# Extracted material:
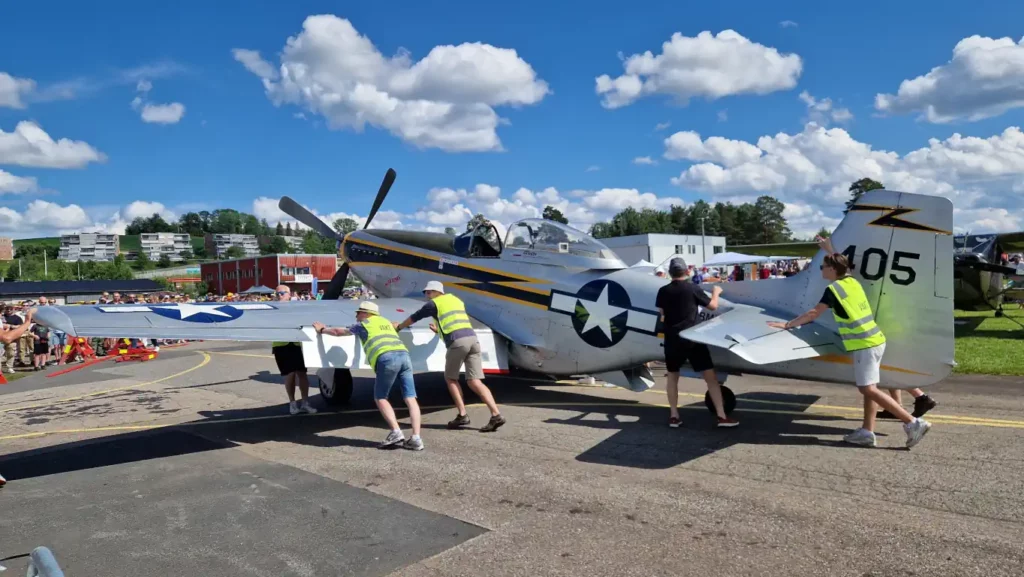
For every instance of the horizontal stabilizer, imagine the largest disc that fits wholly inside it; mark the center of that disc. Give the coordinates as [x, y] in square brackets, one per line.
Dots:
[636, 379]
[744, 331]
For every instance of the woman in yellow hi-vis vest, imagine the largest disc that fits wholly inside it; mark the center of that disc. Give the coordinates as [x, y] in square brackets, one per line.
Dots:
[386, 354]
[864, 339]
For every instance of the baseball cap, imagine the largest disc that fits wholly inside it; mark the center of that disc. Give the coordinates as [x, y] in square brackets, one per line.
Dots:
[434, 285]
[677, 264]
[367, 306]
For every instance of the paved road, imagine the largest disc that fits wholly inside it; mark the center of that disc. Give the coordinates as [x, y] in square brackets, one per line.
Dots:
[192, 461]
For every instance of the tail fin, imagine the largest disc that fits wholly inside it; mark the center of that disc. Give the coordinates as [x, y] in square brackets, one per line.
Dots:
[901, 247]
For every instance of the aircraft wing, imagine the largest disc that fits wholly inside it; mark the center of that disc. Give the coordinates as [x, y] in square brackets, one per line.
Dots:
[214, 321]
[744, 330]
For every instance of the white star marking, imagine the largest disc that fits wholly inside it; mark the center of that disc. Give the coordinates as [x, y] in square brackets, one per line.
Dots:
[600, 313]
[186, 311]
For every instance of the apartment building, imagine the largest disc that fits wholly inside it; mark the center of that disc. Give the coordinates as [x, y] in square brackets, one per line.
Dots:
[6, 248]
[92, 246]
[157, 245]
[217, 245]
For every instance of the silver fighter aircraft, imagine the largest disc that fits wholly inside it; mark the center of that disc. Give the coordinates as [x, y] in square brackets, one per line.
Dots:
[557, 301]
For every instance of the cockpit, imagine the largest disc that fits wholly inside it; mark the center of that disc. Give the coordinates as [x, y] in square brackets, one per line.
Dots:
[547, 236]
[481, 242]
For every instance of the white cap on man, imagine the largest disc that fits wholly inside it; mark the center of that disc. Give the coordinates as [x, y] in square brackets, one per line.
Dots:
[367, 306]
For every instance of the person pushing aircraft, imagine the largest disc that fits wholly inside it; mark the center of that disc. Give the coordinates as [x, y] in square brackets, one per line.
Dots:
[388, 357]
[863, 338]
[452, 322]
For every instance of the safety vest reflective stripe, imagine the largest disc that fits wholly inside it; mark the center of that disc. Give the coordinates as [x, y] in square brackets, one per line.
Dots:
[381, 338]
[859, 331]
[451, 314]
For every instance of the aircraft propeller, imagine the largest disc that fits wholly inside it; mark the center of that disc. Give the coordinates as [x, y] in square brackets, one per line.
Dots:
[299, 212]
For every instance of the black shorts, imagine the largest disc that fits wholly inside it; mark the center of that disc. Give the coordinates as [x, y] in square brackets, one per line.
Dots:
[679, 351]
[289, 358]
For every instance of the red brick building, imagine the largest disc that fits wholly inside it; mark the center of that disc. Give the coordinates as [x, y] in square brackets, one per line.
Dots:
[296, 271]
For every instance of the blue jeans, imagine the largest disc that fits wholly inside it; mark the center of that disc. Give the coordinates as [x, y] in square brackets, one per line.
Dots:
[393, 367]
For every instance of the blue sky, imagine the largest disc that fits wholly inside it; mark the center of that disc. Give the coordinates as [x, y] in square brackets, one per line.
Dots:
[233, 146]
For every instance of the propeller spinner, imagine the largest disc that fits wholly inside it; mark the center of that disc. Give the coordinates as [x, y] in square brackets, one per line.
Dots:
[299, 212]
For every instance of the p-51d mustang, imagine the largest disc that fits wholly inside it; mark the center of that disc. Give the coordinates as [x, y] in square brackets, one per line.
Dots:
[552, 299]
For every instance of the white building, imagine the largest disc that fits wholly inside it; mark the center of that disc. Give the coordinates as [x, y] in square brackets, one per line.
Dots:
[248, 244]
[93, 246]
[156, 245]
[657, 248]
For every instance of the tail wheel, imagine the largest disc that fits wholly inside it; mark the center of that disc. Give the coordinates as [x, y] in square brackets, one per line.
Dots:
[335, 386]
[728, 400]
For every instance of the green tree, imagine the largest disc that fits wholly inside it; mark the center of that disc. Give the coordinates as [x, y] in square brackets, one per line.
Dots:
[345, 225]
[771, 224]
[858, 189]
[552, 213]
[278, 245]
[192, 222]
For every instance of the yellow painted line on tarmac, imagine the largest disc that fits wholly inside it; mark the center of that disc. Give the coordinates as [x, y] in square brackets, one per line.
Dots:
[206, 360]
[933, 417]
[242, 355]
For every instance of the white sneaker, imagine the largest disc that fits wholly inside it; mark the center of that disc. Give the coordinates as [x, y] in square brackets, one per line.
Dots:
[860, 437]
[915, 431]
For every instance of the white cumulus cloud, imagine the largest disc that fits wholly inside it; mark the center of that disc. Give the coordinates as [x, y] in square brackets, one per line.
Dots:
[822, 111]
[984, 78]
[13, 90]
[31, 146]
[17, 184]
[163, 114]
[708, 66]
[811, 170]
[444, 100]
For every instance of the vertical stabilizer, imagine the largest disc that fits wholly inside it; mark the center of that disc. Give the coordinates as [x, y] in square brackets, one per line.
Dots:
[901, 248]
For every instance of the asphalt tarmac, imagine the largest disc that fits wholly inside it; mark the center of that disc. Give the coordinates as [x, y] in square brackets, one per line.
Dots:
[190, 464]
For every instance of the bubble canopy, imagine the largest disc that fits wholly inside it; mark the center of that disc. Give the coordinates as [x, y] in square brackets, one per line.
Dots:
[548, 236]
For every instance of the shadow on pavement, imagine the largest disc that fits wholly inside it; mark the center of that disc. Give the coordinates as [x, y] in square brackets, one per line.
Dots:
[642, 439]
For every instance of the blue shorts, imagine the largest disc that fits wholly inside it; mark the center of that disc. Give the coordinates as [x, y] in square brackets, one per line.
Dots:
[391, 368]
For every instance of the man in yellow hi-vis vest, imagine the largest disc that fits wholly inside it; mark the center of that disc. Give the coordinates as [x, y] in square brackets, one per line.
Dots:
[388, 357]
[452, 322]
[292, 365]
[864, 339]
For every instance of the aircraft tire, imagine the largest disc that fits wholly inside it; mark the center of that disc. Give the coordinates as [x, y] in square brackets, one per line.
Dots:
[335, 386]
[728, 399]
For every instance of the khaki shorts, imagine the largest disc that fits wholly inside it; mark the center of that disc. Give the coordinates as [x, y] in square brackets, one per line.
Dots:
[466, 349]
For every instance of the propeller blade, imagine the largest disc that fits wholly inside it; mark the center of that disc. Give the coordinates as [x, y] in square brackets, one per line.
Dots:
[299, 212]
[385, 187]
[337, 284]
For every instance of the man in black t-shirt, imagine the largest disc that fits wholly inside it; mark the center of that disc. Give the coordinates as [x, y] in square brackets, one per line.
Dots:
[679, 302]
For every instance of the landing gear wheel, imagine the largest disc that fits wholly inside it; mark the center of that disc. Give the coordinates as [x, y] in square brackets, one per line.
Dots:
[335, 385]
[728, 399]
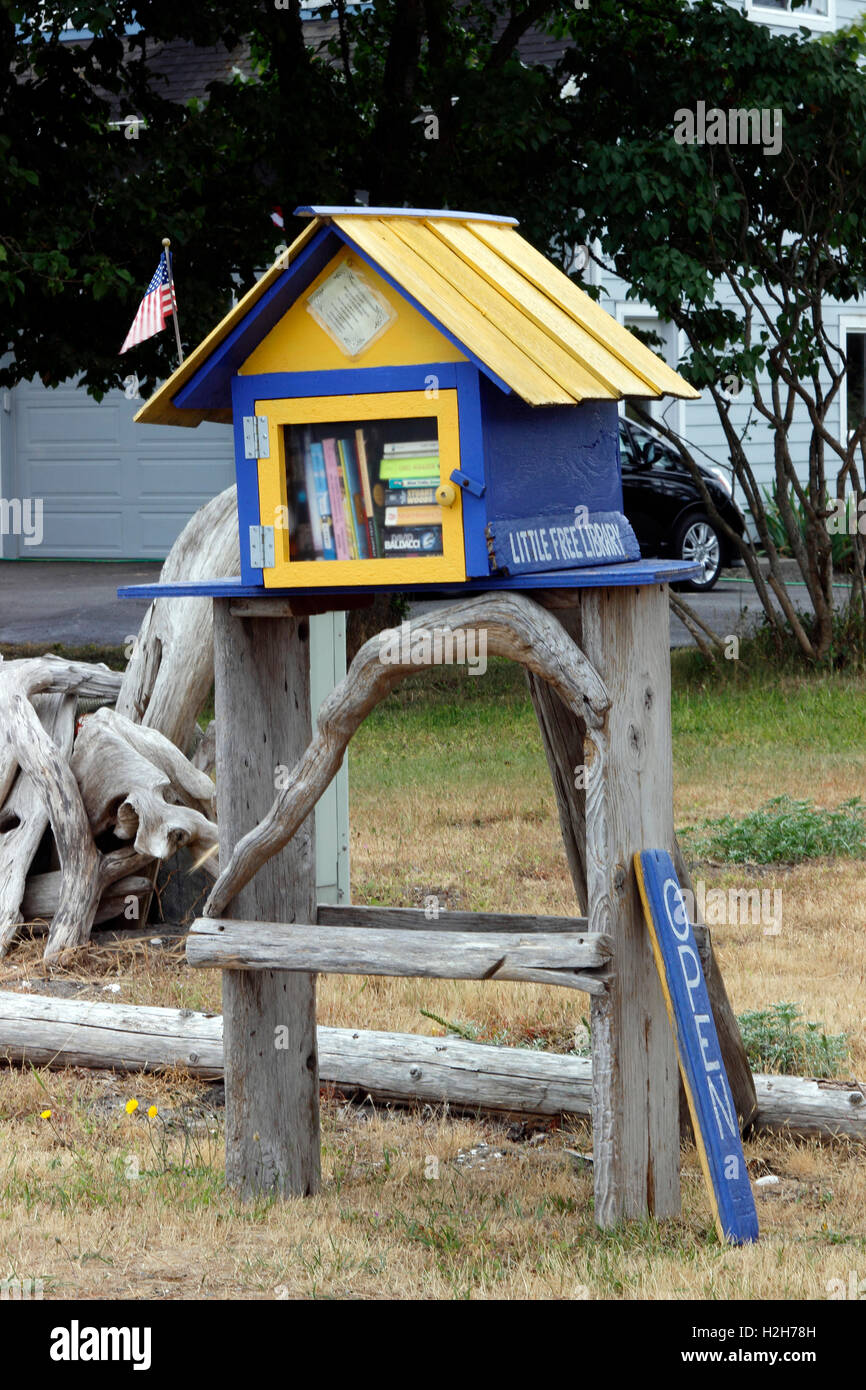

# Your objective:
Reproduce all of the material above word for word, keeping every line in order. Omit the pictures from your copy.

# Finished task:
For every instance of the horizontal stabilizer, imagine the largest disc that fits wholly inside it; mark the center of that disc. Give the coordinates as [x, y] in square brackets, one per line.
Dots:
[636, 379]
[744, 331]
For every instance of the woman in yellow hi-vis vest, imagine the largest disc that fits wholly inside it; mark the center of that disc. Give the coordinates as [x, y] in square brackets, one per line.
Dots:
[386, 354]
[864, 339]
For every instance of the baseball cap, imagine the largest disc that fits wholly inside it; mark the center of that disc. Give the coordinates as [x, y] in square brackets, one per line.
Dots:
[434, 285]
[677, 264]
[367, 306]
For every instance of the paved road, imagine the largest disc that fits wholly inside it; mark the center of that disc. Give the coordinates as [x, y] in square brackets, one per line.
Dots:
[192, 461]
For every instance of the tail fin, imagine the largest disc that fits wholly inside it; mark the center of that disc. Give the coordinates as [x, y] in square brackets, one per line.
Dots:
[901, 247]
For every instance of the aircraft wing, imagine the largest disc that fits wholly inside it; mark the center of that disc. Give the coordinates as [x, y] in square brackets, one per line.
Dots:
[214, 321]
[744, 330]
For every instance of the white star marking, imagine the largest disc that fits wholly inside it; mark the center of that disc. Give the coordinates as [x, y] in square brackets, one per line.
Dots:
[600, 313]
[186, 311]
For every instance of the apartment building, imagine the largest disc that fits wholly inside it; mark the center of that disc. Give the coordinates as [x, y] in square brackets, one per line.
Dots:
[6, 248]
[92, 246]
[157, 245]
[217, 245]
For every instance of the silver fighter aircraft, imagine the largest disc that fits wholly inside it; mark the center of that disc. Give the coordinates as [x, y] in square brackets, one per line.
Dots:
[557, 301]
For every instance of the cockpit, imagine the largest disc that fits wholly inside it; mark the center of that disc. Give the coordinates as [x, y] in square brackets, one per line.
Dots:
[547, 236]
[481, 242]
For every instance of the white cap on man, imagine the largest disc that fits wholly inside it; mark the center of that disc. Give the coordinates as [x, y] in square brackets, one per line.
Dots:
[367, 306]
For every instance of the person pushing aircraft, imagine the largest disc that fits wholly inside it; mark the center of that disc. Give the coordinates as [x, y] in square brackets, one per line.
Dots:
[388, 357]
[863, 338]
[452, 322]
For every instance of the safety vest reflective stripe, imagine the largest disc that fits wholly inside it; mark the center of that disc. Give the coordinates as [x, y] in square brackets, one per line.
Dots:
[381, 338]
[859, 331]
[451, 314]
For every instance of the aircraft propeller, imagine the largest disc that fits wholly inside it; mark the center of that disc. Give the coordinates as [x, y] in square brackets, one per line.
Dots:
[299, 212]
For every instance of the black shorts, imagine the largest disc that fits wholly inside it; mark the center of that disc. Give the coordinates as [x, y] in square brackets, one per line.
Dots:
[679, 351]
[289, 358]
For every instance of the red brick building, imagine the largest disc that fits wholly inside it; mark the center of that disc. Give the coordinates as [x, y] in square brackets, one per line.
Dots:
[296, 271]
For every instance of the blue jeans, imagine the largest disc that fits wholly inside it; mark the center of that disc. Give the coordinates as [x, y] in square brackets, one per line.
Dots:
[393, 367]
For every instance of the blue sky, imagine the largest disc that fits wholly inside it; mark the center of that disc. Give the coordinates as [x, y] in square brackets, one per line.
Dots:
[233, 146]
For every instance of the propeller spinner, imagine the largest disc that fits wholly inside it; mark the center of that disc. Give the coordinates as [x, y] in square brackets, one per line.
Dots:
[299, 212]
For every instance of the p-51d mustang, imagine the largest disc that fits wholly inside it; mark the center of that disc. Give the coordinates as [x, y] in square brackets, one per line.
Dots:
[552, 299]
For every instance of the white building, imagine the largest disc that fits wholly inside it; mark the center of that disc. Give the coordinates as [x, y] in square brackets, one per line.
Dots:
[248, 244]
[93, 246]
[156, 245]
[657, 248]
For every instance of the tail wheel, imagine the largest disc that fits wholly inside it; mark the center of that disc. Give the coordinates as [x, y] in square brackets, one per line.
Dots:
[335, 386]
[728, 400]
For every instance of the green tree, imagine the largest disc that fits wholly inside it; mark the center of that disc. Give the coordinates as [x, y] in square brackets, one per line.
Dots:
[345, 225]
[771, 224]
[858, 189]
[552, 213]
[278, 245]
[192, 222]
For every instance of the yellow painted line on tarmac, imagine the largest disc that fits wholly inside it; mark the center of that disc. Give the coordinates as [x, y] in square brackets, one per line.
Dots:
[206, 360]
[933, 417]
[242, 355]
For every instance of the white sneaker, imagine the largest disc that fits wholly inside it; mark the center of that disc. Give the coordinates as [x, y] in square brackets, one per line.
Dots:
[860, 437]
[915, 431]
For every instance of the white cumulus cloud, imagine the largest disc that fits wholly inside it; mark the center of that disc. Give the coordinates as [x, y] in square brackets, one per line.
Dots:
[822, 111]
[984, 78]
[13, 90]
[31, 146]
[17, 184]
[163, 114]
[708, 66]
[811, 170]
[444, 100]
For every instance of the vertical stabilizer, imagine the largest disc that fits wholly inside it; mark the center of that disc. Give the coordinates as [x, y] in square brackets, one per line.
Dots:
[901, 248]
For every instance of the asphalt tarmac, imagine the largest disc that fits wholly inside it; mark the center of that disc. Give the coordinates as [x, y] in square brackets, one per line.
Dots:
[190, 464]
For every instance of the bubble canopy, imagine the largest disc that fits wholly inside it; mark the center of that disc. Give the coordinates as [x, y] in square brackets, one per line.
Dots:
[548, 236]
For every instance of the shadow on pavement, imagine the largest disc that fits wholly inside it; mark the center of that disc. Give the coordinates as [x, y] in square brackets, one per line.
Dots:
[642, 439]
For every instance of the blue shorts, imagine the largest disc that fits wholly inside it; mark the center of that disc. Give the coordinates as [x, y] in square brackets, one per line.
Dots:
[391, 368]
For every instance of the man in yellow hi-vis vest, imagine the largest disc that fits wholly inside it; mark the center of that disc. Give the coordinates as [x, y] in square brackets, one per line.
Dots:
[388, 357]
[452, 322]
[292, 365]
[864, 339]
For every instance of the aircraft tire, imagine the largest disc that fits wholly inside it; mark the center of that disc. Give the coordinates as [x, y] in square brackets, one per line.
Dots:
[335, 386]
[728, 399]
For every instance of the khaki shorts, imagine the largest disc that fits wholly inside it; mark the center of that disc. Give the coordinates as [x, y] in square brackets, one per line.
Dots:
[466, 349]
For every instance of the propeller blade, imagine the largest disc that fits wholly inside it; mark the center of that disc. Give the coordinates as [x, y] in square brackets, one per line.
Dots:
[299, 212]
[385, 187]
[337, 284]
For every instance of the man in black t-shirt, imagine the largest disc that fits wholly inside it; mark the center of that disc. Give the coordinates as [x, y] in square brackets, one per line.
Dots:
[679, 302]
For every instance of the landing gear wheel, imagine the largest disc that fits wholly inside it; mark the center of that disc. Give the coordinates as [x, y] in square brackets, one per line.
Dots:
[335, 385]
[728, 399]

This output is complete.